What you will do. Return the lines of the data below exactly. Start at the first and end with the line containing "Category: car".

The input section start

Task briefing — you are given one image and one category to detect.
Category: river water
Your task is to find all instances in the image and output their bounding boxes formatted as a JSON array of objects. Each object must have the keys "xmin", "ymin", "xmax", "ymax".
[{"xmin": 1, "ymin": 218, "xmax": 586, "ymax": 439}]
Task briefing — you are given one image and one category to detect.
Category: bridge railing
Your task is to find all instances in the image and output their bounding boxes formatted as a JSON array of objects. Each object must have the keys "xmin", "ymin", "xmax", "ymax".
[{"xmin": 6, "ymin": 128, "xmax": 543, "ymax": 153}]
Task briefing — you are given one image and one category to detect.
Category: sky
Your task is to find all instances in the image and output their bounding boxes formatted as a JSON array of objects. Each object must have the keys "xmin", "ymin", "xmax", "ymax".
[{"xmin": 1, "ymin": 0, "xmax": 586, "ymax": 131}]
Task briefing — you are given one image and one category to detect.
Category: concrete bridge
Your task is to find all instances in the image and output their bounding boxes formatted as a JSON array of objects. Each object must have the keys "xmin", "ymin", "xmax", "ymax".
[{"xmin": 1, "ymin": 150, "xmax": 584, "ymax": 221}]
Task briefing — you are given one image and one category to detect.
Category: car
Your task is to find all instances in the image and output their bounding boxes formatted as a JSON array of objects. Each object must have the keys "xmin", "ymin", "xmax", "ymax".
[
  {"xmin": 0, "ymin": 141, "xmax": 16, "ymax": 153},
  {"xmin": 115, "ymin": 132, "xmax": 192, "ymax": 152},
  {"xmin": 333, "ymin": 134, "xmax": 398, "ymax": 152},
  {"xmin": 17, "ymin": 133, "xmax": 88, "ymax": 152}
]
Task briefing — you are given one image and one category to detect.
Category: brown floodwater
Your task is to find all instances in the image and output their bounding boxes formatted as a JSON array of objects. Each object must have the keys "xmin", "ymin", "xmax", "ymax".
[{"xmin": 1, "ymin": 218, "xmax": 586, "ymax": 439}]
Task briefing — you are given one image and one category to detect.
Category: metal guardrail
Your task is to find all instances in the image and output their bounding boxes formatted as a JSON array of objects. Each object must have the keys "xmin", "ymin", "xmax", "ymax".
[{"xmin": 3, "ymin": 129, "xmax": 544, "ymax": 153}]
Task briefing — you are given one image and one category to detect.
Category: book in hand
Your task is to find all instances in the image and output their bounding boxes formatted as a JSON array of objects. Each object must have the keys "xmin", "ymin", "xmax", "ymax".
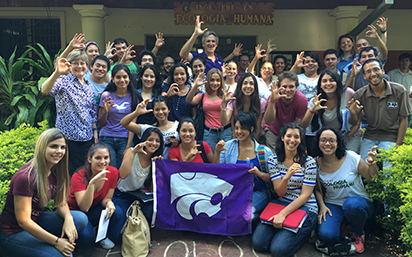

The input section end

Solution.
Task briefing — you are given one image and one category to detect.
Category: river water
Your task is to find all instances in the image and output their bounding boxes formatted as a JSON array of objects. Each object must have the keys "xmin", "ymin", "xmax", "ymax".
[{"xmin": 1, "ymin": 218, "xmax": 586, "ymax": 439}]
Task briefing — you are given one image and one category to detect.
Category: bridge railing
Your task is to find all instances in the image and output their bounding boxes formatted as a JSON array of objects. Each object must have the keys "xmin", "ymin", "xmax", "ymax".
[{"xmin": 6, "ymin": 128, "xmax": 543, "ymax": 153}]
Task briefing — you are given one image and one category to detect.
Category: sky
Your task is to find all instances in the image and output their bounding boxes formatted as a JSON array of objects. Each object must have the keys "xmin", "ymin", "xmax", "ymax".
[{"xmin": 1, "ymin": 0, "xmax": 586, "ymax": 131}]
Task briefing — you are given one image and one category to detect.
Category: concrete bridge
Your task is to find all instances in the image and output their bounding boxes formatted as a JSON array of objects. Each object must have the keys "xmin", "ymin", "xmax", "ymax".
[{"xmin": 1, "ymin": 150, "xmax": 584, "ymax": 221}]
Task briefing — you are given one image and one category to detect.
Category: car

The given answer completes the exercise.